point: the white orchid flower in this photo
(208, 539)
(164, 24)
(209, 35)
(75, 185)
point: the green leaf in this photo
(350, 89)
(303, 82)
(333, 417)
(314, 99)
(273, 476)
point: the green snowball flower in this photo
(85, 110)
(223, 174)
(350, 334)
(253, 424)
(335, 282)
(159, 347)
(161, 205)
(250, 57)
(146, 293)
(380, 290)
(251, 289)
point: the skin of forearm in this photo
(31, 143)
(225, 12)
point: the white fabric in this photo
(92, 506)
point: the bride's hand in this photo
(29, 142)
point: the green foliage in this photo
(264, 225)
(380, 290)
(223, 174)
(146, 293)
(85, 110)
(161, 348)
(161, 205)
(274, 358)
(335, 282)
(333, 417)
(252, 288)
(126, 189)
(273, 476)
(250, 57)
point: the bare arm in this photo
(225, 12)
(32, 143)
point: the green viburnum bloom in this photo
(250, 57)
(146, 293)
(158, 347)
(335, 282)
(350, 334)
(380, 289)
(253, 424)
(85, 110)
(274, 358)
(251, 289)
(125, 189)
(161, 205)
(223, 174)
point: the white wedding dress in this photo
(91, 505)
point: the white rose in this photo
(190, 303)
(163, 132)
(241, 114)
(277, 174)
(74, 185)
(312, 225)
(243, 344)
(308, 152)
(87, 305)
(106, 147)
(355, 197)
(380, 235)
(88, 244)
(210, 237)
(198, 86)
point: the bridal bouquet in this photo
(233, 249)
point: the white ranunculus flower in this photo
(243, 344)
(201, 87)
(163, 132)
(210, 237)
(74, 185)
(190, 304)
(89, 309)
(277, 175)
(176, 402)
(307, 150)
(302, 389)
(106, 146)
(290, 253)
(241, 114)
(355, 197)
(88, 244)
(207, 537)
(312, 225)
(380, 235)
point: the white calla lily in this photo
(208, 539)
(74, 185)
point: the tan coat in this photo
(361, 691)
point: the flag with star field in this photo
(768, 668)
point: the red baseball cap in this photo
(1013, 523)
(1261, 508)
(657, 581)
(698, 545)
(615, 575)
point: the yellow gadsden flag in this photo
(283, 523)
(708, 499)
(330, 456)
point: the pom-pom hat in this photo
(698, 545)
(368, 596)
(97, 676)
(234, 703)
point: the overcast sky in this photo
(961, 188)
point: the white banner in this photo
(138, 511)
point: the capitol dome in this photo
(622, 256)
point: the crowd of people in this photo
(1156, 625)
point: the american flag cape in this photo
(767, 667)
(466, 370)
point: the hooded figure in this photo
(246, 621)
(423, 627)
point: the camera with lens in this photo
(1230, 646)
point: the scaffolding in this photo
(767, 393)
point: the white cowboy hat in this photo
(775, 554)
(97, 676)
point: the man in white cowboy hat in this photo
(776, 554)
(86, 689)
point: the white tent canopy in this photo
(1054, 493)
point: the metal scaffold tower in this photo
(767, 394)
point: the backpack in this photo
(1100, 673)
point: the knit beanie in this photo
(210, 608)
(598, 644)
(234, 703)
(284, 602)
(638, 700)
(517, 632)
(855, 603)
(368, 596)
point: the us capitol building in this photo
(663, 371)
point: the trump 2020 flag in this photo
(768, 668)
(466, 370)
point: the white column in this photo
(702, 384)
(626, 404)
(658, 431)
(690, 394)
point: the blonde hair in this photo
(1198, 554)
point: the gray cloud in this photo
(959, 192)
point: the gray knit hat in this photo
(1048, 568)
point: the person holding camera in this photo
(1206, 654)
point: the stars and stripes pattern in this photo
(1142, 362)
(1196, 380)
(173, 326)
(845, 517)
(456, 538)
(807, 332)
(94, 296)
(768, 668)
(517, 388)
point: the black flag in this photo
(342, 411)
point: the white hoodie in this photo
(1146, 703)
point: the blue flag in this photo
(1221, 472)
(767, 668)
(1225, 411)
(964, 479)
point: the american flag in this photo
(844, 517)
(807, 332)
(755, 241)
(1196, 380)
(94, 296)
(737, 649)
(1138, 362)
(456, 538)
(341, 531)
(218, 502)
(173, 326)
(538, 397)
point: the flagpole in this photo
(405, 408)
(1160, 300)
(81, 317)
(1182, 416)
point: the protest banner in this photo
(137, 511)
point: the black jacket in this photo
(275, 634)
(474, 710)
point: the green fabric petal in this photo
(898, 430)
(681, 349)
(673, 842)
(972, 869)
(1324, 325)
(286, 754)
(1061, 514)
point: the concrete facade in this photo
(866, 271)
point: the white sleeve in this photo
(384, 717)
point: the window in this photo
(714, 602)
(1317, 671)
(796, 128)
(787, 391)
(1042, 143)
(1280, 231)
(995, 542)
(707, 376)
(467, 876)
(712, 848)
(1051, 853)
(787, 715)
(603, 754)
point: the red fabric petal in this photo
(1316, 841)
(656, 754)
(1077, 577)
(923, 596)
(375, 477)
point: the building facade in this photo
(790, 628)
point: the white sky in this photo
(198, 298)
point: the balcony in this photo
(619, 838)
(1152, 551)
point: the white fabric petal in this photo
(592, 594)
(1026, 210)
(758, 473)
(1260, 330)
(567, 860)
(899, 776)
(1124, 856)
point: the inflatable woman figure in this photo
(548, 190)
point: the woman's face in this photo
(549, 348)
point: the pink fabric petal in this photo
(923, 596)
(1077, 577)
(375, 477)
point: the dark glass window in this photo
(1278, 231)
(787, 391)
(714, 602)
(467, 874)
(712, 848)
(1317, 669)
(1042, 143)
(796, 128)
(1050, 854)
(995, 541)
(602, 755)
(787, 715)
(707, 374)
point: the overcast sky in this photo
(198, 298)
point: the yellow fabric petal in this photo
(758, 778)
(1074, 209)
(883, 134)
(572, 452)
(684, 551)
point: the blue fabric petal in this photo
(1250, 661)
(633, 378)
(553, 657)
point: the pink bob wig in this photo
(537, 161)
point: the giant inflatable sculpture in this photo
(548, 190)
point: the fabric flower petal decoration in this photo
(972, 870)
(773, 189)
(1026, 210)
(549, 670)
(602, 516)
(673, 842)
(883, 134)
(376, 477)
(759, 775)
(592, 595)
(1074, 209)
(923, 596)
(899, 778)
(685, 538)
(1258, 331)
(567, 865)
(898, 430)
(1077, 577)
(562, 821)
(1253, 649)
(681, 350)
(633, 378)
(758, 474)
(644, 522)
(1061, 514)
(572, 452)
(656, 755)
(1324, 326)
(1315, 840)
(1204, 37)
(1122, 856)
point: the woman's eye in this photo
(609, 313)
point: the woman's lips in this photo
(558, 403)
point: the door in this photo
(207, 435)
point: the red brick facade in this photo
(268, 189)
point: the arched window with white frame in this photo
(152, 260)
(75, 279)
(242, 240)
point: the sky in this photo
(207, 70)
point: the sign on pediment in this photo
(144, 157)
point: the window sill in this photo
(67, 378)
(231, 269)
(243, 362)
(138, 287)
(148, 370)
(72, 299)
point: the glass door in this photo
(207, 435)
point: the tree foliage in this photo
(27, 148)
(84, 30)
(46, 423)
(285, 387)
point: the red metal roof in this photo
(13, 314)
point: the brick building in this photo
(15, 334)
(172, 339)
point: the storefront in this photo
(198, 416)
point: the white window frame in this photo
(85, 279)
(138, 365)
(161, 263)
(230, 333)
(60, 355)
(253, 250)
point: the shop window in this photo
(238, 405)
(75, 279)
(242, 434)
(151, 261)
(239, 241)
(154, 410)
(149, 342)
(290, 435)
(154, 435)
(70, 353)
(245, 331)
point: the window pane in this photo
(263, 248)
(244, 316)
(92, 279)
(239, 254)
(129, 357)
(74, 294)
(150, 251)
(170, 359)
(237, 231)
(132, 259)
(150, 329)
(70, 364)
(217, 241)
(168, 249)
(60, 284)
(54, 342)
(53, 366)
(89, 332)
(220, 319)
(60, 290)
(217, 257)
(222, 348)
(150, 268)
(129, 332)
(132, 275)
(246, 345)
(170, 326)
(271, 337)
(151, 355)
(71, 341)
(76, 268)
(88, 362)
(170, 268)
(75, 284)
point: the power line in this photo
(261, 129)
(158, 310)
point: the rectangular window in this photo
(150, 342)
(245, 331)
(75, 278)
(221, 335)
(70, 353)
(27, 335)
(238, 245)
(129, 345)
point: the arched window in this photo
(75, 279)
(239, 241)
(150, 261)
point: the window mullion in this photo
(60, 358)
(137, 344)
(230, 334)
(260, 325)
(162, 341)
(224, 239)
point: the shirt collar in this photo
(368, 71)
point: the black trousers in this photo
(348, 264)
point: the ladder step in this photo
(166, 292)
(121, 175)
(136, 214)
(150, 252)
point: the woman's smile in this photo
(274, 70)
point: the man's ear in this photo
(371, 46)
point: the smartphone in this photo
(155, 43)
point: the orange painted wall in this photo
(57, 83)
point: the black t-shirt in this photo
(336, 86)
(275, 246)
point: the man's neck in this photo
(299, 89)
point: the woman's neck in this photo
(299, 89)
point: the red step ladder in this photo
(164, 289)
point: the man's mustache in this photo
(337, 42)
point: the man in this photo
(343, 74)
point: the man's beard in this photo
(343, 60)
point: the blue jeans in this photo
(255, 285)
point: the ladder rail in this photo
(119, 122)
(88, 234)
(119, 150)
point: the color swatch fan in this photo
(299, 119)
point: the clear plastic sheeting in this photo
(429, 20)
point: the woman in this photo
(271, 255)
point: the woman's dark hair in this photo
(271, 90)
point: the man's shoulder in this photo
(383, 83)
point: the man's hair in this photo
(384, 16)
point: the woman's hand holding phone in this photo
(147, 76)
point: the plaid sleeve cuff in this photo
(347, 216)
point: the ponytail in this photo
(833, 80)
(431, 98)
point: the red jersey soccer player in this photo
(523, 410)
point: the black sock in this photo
_ _ _
Reproduce the lines word for word, starting at the one holding "point: the shirt collar in this photo" and ending at the final line of the material above.

point: the shirt collar in this photo
(368, 71)
point: the black trousers in this photo
(348, 264)
point: the ladder step in this photo
(166, 292)
(121, 175)
(136, 214)
(150, 252)
point: the woman's smile in this photo
(274, 70)
point: the man's ear in this photo
(371, 46)
point: the smartphone in this photo
(155, 43)
point: the orange painted wall in this photo
(57, 83)
point: the black t-shirt in this photo
(336, 86)
(275, 246)
point: the man's neck in this photo
(299, 89)
point: the woman's neck in this photo
(299, 89)
point: the red step ladder in this photo
(164, 289)
point: the man's mustache in this photo
(337, 42)
point: the man in this photo
(343, 74)
point: the man's beard in this photo
(343, 60)
point: the blue jeans in this photo
(255, 285)
point: the ladder rail in this photo
(119, 122)
(88, 234)
(119, 150)
point: the color swatch fan in this photo
(299, 119)
point: the clear plastic sheeting in this photo
(429, 20)
point: the woman in this photo
(271, 255)
point: the woman's dark hair in this photo
(271, 90)
point: the man's shoulder in this photo
(383, 83)
point: the man's hair in this photo
(384, 16)
point: the woman's hand holding phone in this photo
(147, 76)
point: the plaid sleeve cuff in this photo
(347, 216)
point: the ponytail in this photo
(833, 80)
(431, 98)
point: the red jersey soccer player in this photo
(523, 410)
point: the black sock in this photo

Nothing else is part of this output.